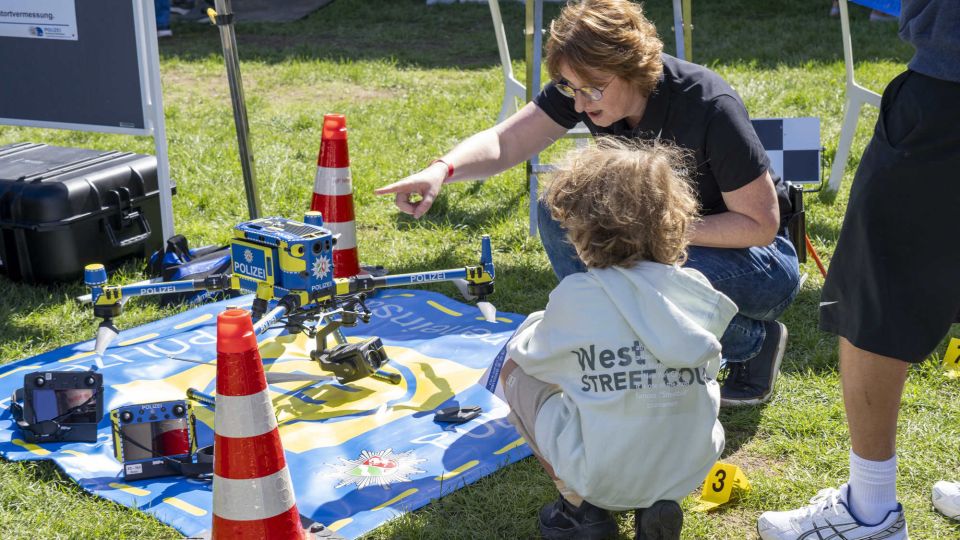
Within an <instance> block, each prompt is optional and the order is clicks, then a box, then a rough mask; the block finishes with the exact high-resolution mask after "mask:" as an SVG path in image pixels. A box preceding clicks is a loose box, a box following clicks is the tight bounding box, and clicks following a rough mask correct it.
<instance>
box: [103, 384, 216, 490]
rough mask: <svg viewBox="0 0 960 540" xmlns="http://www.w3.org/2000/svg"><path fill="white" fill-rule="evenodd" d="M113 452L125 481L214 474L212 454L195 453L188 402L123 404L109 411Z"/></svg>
mask: <svg viewBox="0 0 960 540" xmlns="http://www.w3.org/2000/svg"><path fill="white" fill-rule="evenodd" d="M110 421H111V425H112V426H113V453H114V457H116V458H117V461H119V462H120V463H122V464H123V475H124V478H125V479H127V480H142V479H144V478H154V477H157V476H178V475H182V476H203V475H208V474H211V473H212V472H213V453H212V451H211V450H210V449H208V448H205V449H202V450H201V451H199V452H198V450H197V432H196V418H195V417H194V415H193V407H192V406H191V405H190V403H189V402H188V401H185V400H175V401H162V402H157V403H144V404H138V405H126V406H124V407H118V408H116V409H114V410H112V411H110Z"/></svg>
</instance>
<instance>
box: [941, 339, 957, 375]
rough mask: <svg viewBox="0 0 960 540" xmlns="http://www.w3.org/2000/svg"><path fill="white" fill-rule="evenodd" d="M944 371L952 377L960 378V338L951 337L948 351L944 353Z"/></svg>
mask: <svg viewBox="0 0 960 540" xmlns="http://www.w3.org/2000/svg"><path fill="white" fill-rule="evenodd" d="M943 371H944V373H945V374H946V376H947V377H950V378H951V379H958V378H960V339H957V338H950V343H949V344H948V345H947V352H946V353H945V354H944V355H943Z"/></svg>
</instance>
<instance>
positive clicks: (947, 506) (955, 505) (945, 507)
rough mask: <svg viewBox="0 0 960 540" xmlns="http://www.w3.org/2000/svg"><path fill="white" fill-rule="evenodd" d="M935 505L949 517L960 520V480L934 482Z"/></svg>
mask: <svg viewBox="0 0 960 540" xmlns="http://www.w3.org/2000/svg"><path fill="white" fill-rule="evenodd" d="M933 507H934V508H936V509H937V510H938V511H939V512H940V513H941V514H943V515H945V516H947V517H948V518H950V519H956V520H958V521H960V482H945V481H943V480H941V481H939V482H937V483H936V484H934V485H933Z"/></svg>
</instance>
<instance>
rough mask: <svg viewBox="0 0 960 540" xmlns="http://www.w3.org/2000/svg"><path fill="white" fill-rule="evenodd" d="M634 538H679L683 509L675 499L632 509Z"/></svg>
mask: <svg viewBox="0 0 960 540" xmlns="http://www.w3.org/2000/svg"><path fill="white" fill-rule="evenodd" d="M633 528H634V532H635V534H636V537H635V540H680V529H682V528H683V509H681V508H680V505H679V504H677V503H676V501H657V502H655V503H653V506H651V507H650V508H640V509H637V510H634V513H633Z"/></svg>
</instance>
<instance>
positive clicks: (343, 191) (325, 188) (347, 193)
mask: <svg viewBox="0 0 960 540" xmlns="http://www.w3.org/2000/svg"><path fill="white" fill-rule="evenodd" d="M313 192H314V193H316V194H317V195H350V194H351V193H353V183H352V182H351V181H350V167H343V168H336V169H335V168H332V167H317V176H316V177H315V178H314V180H313Z"/></svg>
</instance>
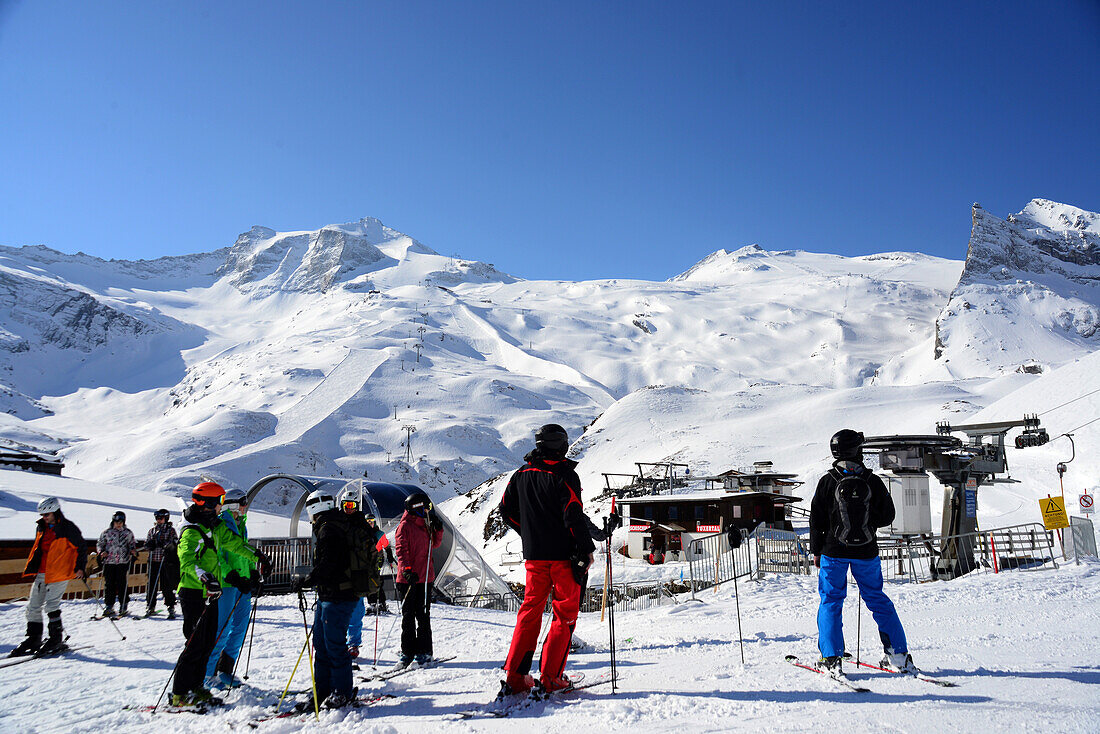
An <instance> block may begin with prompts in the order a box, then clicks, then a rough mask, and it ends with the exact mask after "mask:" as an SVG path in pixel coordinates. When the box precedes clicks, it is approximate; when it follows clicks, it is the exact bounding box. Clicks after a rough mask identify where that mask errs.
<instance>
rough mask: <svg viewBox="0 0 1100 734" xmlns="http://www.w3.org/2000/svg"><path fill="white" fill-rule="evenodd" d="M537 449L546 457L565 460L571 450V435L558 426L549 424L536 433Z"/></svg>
mask: <svg viewBox="0 0 1100 734" xmlns="http://www.w3.org/2000/svg"><path fill="white" fill-rule="evenodd" d="M535 448H536V449H538V450H539V452H540V453H541V454H542V456H544V457H549V458H551V459H555V458H564V457H565V451H568V450H569V434H566V432H565V429H564V428H562V427H561V426H559V425H558V424H555V423H548V424H547V425H544V426H542V427H541V428H539V429H538V430H537V431H535Z"/></svg>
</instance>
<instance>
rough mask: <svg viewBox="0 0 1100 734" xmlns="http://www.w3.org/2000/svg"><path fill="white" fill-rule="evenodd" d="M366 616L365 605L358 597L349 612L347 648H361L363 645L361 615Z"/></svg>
mask: <svg viewBox="0 0 1100 734" xmlns="http://www.w3.org/2000/svg"><path fill="white" fill-rule="evenodd" d="M364 614H366V603H364V602H363V598H362V596H360V599H359V601H357V602H355V606H354V609H352V611H351V621H350V622H349V623H348V646H349V647H351V646H352V645H354V646H355V647H361V646H362V645H363V615H364Z"/></svg>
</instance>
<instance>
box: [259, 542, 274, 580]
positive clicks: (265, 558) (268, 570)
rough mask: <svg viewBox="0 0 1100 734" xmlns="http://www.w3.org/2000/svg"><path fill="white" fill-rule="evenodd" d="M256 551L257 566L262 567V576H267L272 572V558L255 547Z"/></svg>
mask: <svg viewBox="0 0 1100 734" xmlns="http://www.w3.org/2000/svg"><path fill="white" fill-rule="evenodd" d="M255 551H256V566H257V568H259V569H260V576H262V577H264V578H267V577H270V576H271V574H272V559H270V558H267V554H265V552H264V551H262V550H260V549H259V548H256V549H255Z"/></svg>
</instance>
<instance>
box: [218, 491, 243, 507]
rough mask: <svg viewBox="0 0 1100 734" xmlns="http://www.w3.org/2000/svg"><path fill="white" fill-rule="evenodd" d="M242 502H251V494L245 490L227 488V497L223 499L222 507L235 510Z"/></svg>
mask: <svg viewBox="0 0 1100 734" xmlns="http://www.w3.org/2000/svg"><path fill="white" fill-rule="evenodd" d="M242 504H245V505H246V504H249V495H248V493H246V492H245V491H244V490H226V497H224V499H223V500H222V501H221V506H222V507H224V508H226V510H233V508H234V507H240V506H241V505H242Z"/></svg>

→ Assignment: A word-for-word copy of the records is needed, one that contains no pictures.

→ Output of the exercise:
Within an <instance> block, each prompt is optional and the order is clicks, then a box, then a rough mask; the block finishes with the exact high-resolution mask after "mask:" as an SVG path in image pixels. A box preceding clicks is a loose box, a box following clicks is the tight bounding box, and clicks following a rough mask correct it.
<instance>
box: [103, 384, 216, 490]
rough mask: <svg viewBox="0 0 960 540" xmlns="http://www.w3.org/2000/svg"><path fill="white" fill-rule="evenodd" d="M113 452L125 481L214 474L212 454L195 453L188 402L123 404L109 411Z"/></svg>
mask: <svg viewBox="0 0 960 540" xmlns="http://www.w3.org/2000/svg"><path fill="white" fill-rule="evenodd" d="M110 421H111V425H112V426H113V453H114V457H116V458H117V461H119V462H120V463H122V464H123V475H124V478H125V479H127V480H142V479H144V478H154V477H157V476H178V475H182V476H203V475H208V474H211V473H212V472H213V453H212V451H211V450H210V449H208V448H205V449H202V450H201V451H199V452H198V450H197V432H196V418H195V417H194V415H193V407H192V406H191V405H190V403H189V402H188V401H185V400H175V401H162V402H157V403H144V404H138V405H126V406H124V407H118V408H116V409H114V410H112V411H110Z"/></svg>
</instance>
<instance>
box: [941, 339, 957, 375]
rough mask: <svg viewBox="0 0 960 540" xmlns="http://www.w3.org/2000/svg"><path fill="white" fill-rule="evenodd" d="M944 371L952 377L960 378V338L951 337L948 351L944 353Z"/></svg>
mask: <svg viewBox="0 0 960 540" xmlns="http://www.w3.org/2000/svg"><path fill="white" fill-rule="evenodd" d="M943 371H944V373H945V374H946V376H947V377H950V378H951V379H958V378H960V339H957V338H950V343H949V344H948V345H947V352H946V353H945V354H944V355H943Z"/></svg>
</instance>
<instance>
positive clicks: (947, 506) (955, 505) (945, 507)
rough mask: <svg viewBox="0 0 960 540" xmlns="http://www.w3.org/2000/svg"><path fill="white" fill-rule="evenodd" d="M935 505L949 517L960 520V480L934 482Z"/></svg>
mask: <svg viewBox="0 0 960 540" xmlns="http://www.w3.org/2000/svg"><path fill="white" fill-rule="evenodd" d="M933 507H934V508H936V509H937V510H938V511H939V512H940V513H941V514H943V515H945V516H947V517H948V518H950V519H956V520H958V521H960V482H945V481H943V480H941V481H939V482H937V483H936V484H934V485H933Z"/></svg>
</instance>
<instance>
rough mask: <svg viewBox="0 0 960 540" xmlns="http://www.w3.org/2000/svg"><path fill="white" fill-rule="evenodd" d="M634 538H679L683 509L675 499L632 509Z"/></svg>
mask: <svg viewBox="0 0 960 540" xmlns="http://www.w3.org/2000/svg"><path fill="white" fill-rule="evenodd" d="M633 528H634V532H635V534H636V537H635V540H680V529H682V528H683V509H681V508H680V505H679V504H677V503H676V501H657V502H655V503H653V506H651V507H650V508H640V509H637V510H634V513H633Z"/></svg>
</instance>
<instance>
positive clicks: (343, 191) (325, 188) (347, 193)
mask: <svg viewBox="0 0 960 540" xmlns="http://www.w3.org/2000/svg"><path fill="white" fill-rule="evenodd" d="M313 192H314V193H316V194H317V195H350V194H351V193H353V183H352V182H351V181H350V167H343V168H336V169H335V168H332V167H317V176H316V177H315V178H314V180H313Z"/></svg>
</instance>
An <instance> block may begin with prompts in the order a box, then clicks, then a rough mask, and it ends with the exact mask after "mask:" as an SVG path in pixel coordinates. When the box precedes clicks, it is approximate; when it follows clicks, it is the exact bounding box. Clicks after a rough mask identify where that mask errs.
<instance>
rough mask: <svg viewBox="0 0 1100 734" xmlns="http://www.w3.org/2000/svg"><path fill="white" fill-rule="evenodd" d="M537 449L546 457L565 460L571 450V435L558 426L549 424L536 433Z"/></svg>
mask: <svg viewBox="0 0 1100 734" xmlns="http://www.w3.org/2000/svg"><path fill="white" fill-rule="evenodd" d="M535 448H536V449H538V450H539V452H540V453H541V454H542V456H544V457H549V458H551V459H555V458H564V457H565V451H568V450H569V434H566V432H565V429H564V428H562V427H561V426H559V425H558V424H555V423H548V424H547V425H544V426H542V427H541V428H539V429H538V430H537V431H535Z"/></svg>
</instance>
<instance>
rough mask: <svg viewBox="0 0 1100 734" xmlns="http://www.w3.org/2000/svg"><path fill="white" fill-rule="evenodd" d="M366 616L365 605L358 597L349 612L347 648H361L363 645L361 615Z"/></svg>
mask: <svg viewBox="0 0 1100 734" xmlns="http://www.w3.org/2000/svg"><path fill="white" fill-rule="evenodd" d="M364 614H366V603H364V602H363V598H362V596H360V599H359V601H357V602H355V606H354V609H352V611H351V621H350V622H349V623H348V646H349V647H351V646H352V645H354V646H355V647H361V646H362V645H363V615H364Z"/></svg>
</instance>
<instance>
box: [259, 542, 274, 580]
positive clicks: (265, 558) (268, 570)
rough mask: <svg viewBox="0 0 1100 734" xmlns="http://www.w3.org/2000/svg"><path fill="white" fill-rule="evenodd" d="M256 551L257 566L262 567V576H267L272 572V558L255 547Z"/></svg>
mask: <svg viewBox="0 0 1100 734" xmlns="http://www.w3.org/2000/svg"><path fill="white" fill-rule="evenodd" d="M255 551H256V566H257V568H259V569H260V576H262V577H264V578H267V577H270V576H271V574H272V559H270V558H267V554H265V552H264V551H262V550H260V549H259V548H256V549H255Z"/></svg>
</instance>
<instance>
box: [218, 491, 243, 507]
rough mask: <svg viewBox="0 0 1100 734" xmlns="http://www.w3.org/2000/svg"><path fill="white" fill-rule="evenodd" d="M242 502H251V494L245 490L227 488V497L223 499L222 507L235 510Z"/></svg>
mask: <svg viewBox="0 0 1100 734" xmlns="http://www.w3.org/2000/svg"><path fill="white" fill-rule="evenodd" d="M242 504H245V505H246V504H249V495H248V493H246V492H245V491H244V490H226V497H224V499H223V500H222V501H221V506H222V507H224V508H226V510H233V508H234V507H240V506H241V505H242Z"/></svg>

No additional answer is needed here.